> Tugas Latihan
Tulis ulang seluruh item berikut tanpa mengubah satu baris pun.

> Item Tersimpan
┄┄┄┄┄┄

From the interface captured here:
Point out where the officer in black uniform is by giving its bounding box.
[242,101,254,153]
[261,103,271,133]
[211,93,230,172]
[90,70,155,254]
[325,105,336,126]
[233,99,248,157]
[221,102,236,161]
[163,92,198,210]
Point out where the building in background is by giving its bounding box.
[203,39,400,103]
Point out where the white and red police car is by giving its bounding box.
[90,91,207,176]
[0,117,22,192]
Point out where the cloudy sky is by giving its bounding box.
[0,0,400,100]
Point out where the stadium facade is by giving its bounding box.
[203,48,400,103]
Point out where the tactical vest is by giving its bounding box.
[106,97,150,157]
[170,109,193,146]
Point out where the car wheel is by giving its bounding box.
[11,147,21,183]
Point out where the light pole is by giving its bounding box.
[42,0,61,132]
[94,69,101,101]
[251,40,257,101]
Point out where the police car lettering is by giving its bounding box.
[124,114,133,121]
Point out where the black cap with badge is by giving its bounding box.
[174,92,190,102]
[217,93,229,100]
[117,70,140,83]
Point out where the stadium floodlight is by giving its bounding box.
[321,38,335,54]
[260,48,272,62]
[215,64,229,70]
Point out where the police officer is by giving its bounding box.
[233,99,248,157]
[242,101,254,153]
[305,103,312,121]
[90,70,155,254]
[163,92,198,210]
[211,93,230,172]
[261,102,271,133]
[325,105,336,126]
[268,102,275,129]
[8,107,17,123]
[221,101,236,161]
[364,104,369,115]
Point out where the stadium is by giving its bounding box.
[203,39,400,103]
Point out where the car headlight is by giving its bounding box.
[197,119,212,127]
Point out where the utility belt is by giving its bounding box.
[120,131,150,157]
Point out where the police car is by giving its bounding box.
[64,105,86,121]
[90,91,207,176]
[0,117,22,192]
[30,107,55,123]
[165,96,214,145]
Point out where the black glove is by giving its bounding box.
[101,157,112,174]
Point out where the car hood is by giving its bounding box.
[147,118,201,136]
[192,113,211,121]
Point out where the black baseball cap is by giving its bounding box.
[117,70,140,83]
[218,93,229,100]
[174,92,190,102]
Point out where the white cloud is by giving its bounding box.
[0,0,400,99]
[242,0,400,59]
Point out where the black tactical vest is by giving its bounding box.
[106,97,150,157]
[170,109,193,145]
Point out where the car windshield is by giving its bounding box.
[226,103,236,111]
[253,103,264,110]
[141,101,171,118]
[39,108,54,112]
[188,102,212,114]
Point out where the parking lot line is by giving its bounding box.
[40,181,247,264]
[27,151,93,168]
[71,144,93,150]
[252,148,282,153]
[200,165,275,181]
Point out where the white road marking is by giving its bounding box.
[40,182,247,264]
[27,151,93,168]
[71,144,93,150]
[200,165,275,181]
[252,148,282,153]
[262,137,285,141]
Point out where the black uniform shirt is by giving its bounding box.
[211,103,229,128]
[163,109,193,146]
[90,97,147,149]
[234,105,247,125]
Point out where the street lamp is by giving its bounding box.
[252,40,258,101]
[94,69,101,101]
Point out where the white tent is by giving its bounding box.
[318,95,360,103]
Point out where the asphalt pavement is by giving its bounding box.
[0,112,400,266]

┄┄┄┄┄┄

> Hasil Latihan Ini
From the interface captured here:
Point out where the officer in black uniform is by giving its bounding box.
[242,101,254,153]
[261,103,271,133]
[211,93,230,172]
[90,70,155,254]
[325,105,336,126]
[233,99,248,157]
[221,102,236,161]
[163,92,198,210]
Point out where the building in background is by giving its bounding box.
[203,39,400,103]
Point out where the white and red police car is by giving its bounding box.
[90,91,207,176]
[0,117,22,192]
Point out where the cloudy sky is by giving its bounding box.
[0,0,400,100]
Point out where the stadium facade is by giving its bounding box.
[203,48,400,103]
Point out where the tactical vest is by giving its bounding box.
[106,97,150,157]
[170,109,193,146]
Point out where the car wheel is by giving its bounding box.
[11,147,21,183]
Point out where the light pole is by giving its bounding box.
[42,0,61,132]
[94,69,101,101]
[251,40,257,101]
Point out where the police car lettering is by giving its bounding box.
[124,114,133,121]
Point out where the black cap with badge is by giving its bounding box.
[174,92,190,102]
[217,93,229,100]
[117,70,140,83]
Point out where the stadium floodlight is by giving its bounding box.
[321,38,335,54]
[260,48,272,62]
[215,64,229,70]
Point out where the police officer is by giving its bounding box.
[233,99,248,157]
[242,101,254,153]
[305,103,312,121]
[90,70,155,254]
[163,92,198,210]
[211,93,230,172]
[261,102,271,133]
[325,105,336,126]
[268,102,275,129]
[8,107,17,123]
[221,101,236,161]
[364,104,369,115]
Point out where the stadium is by giving its bounding box.
[203,39,400,103]
Point out where the car headlight is by giving its bounding box.
[197,119,212,127]
Point out where the utility belt is by giving its bounding box.
[120,131,150,157]
Point out where the police car is by giving its bounding box.
[64,105,86,121]
[90,91,207,176]
[0,117,22,192]
[30,107,55,123]
[165,96,214,145]
Point out where the black glove is by giving its bounding box.
[101,157,112,174]
Point out where the car hood is by giving its bounding box.
[147,118,201,136]
[192,113,211,121]
Point out where the black baseball cap is by giving its bounding box.
[117,70,140,83]
[218,93,229,100]
[174,92,190,102]
Point out where the white cloud is by giving its bounding box.
[0,0,400,99]
[242,0,400,59]
Point out where the black tactical vest is by giving its bounding box.
[106,97,150,157]
[170,109,193,145]
Point out where the car windshield is by giving its bounding box.
[226,103,236,111]
[253,103,264,110]
[141,101,171,118]
[39,108,54,112]
[188,102,212,114]
Point out where the parking lot line is by giving its bounding box.
[40,181,247,264]
[27,151,93,168]
[71,144,93,150]
[252,148,282,153]
[200,165,275,181]
Point out where the white road marking is by giving its bounding box.
[40,182,247,264]
[27,151,93,168]
[71,144,93,150]
[200,165,275,181]
[252,148,282,153]
[262,137,285,141]
Point out where the black uniform shirt is by giving its bounding box.
[211,103,229,128]
[163,109,193,146]
[90,97,147,149]
[234,105,247,125]
Point out where the street lamp is by giving its bounding box.
[252,40,258,101]
[94,69,101,101]
Point out where the white tent is by giving its bounding box.
[318,95,360,103]
Point out where the asphalt pavement is by giving its bounding box.
[0,112,400,266]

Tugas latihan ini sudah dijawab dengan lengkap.